Problem to solve
With pictures omitted, transcribe exactly the lines from the one containing "# for an instance" to the end of the records below.

----------------

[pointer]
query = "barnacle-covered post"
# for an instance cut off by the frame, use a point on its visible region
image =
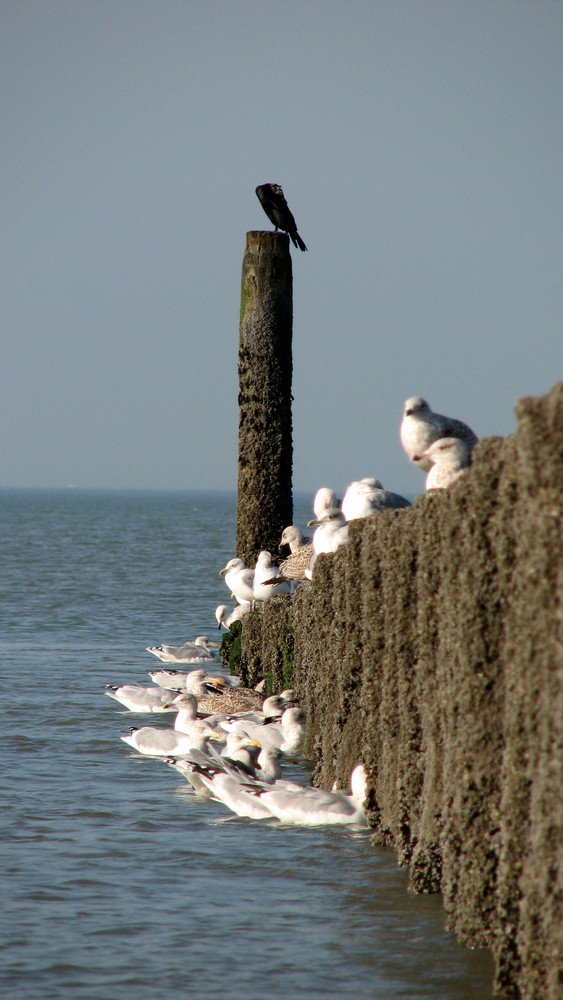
(265, 454)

----------------

Response
# for an instance cut off by the frame, use a point on its visible region
image =
(265, 454)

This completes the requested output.